*** INPUT

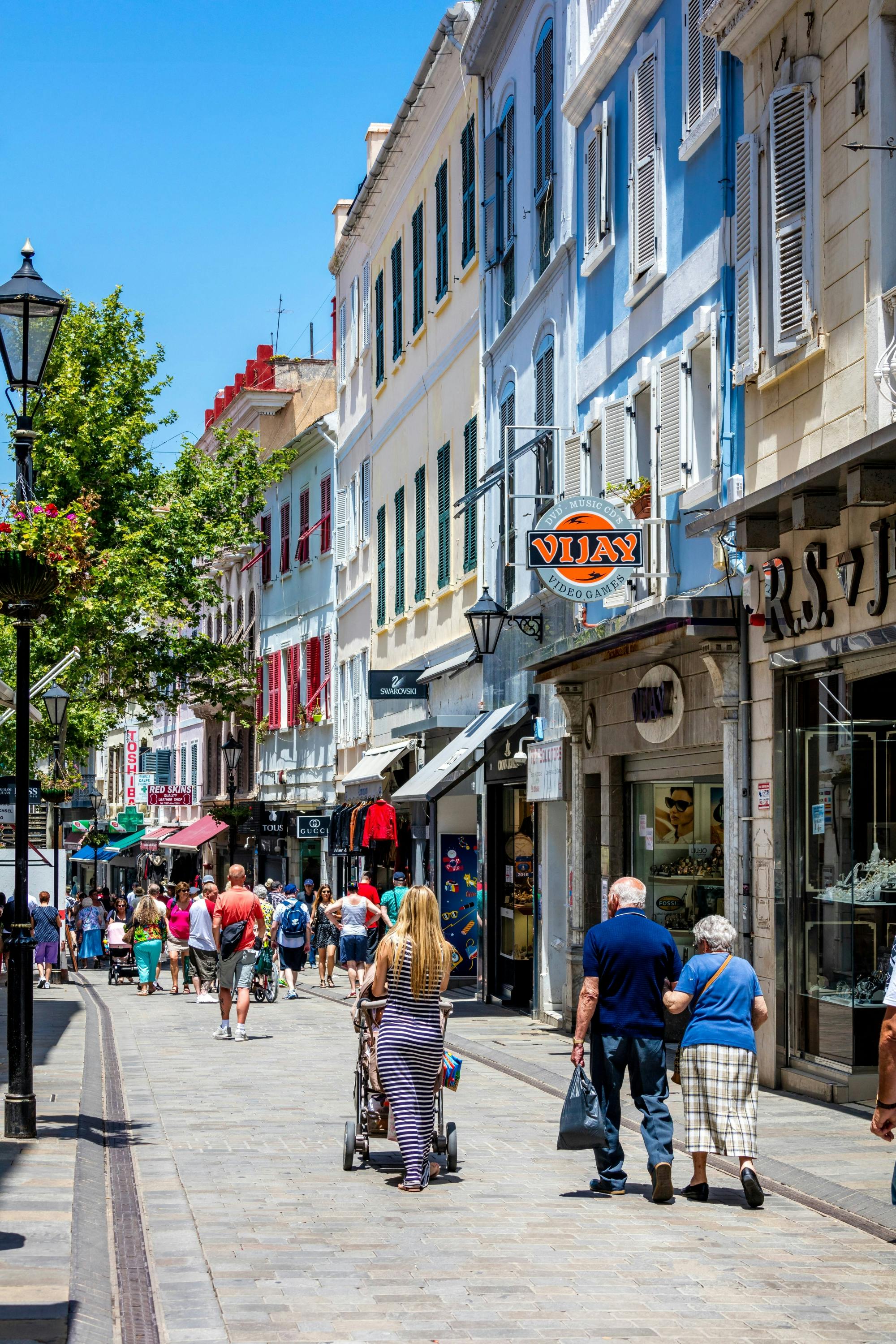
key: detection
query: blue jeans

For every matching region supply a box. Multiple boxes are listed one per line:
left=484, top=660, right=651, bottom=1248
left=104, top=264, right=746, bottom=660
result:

******

__WHAT TO DO__. Copy each line of the records above verbatim, omitting the picture.

__WORKED SOLUTION__.
key: detection
query: blue jeans

For every matching region supply a box. Multiple boxes are listed one per line:
left=484, top=660, right=651, bottom=1248
left=104, top=264, right=746, bottom=660
result:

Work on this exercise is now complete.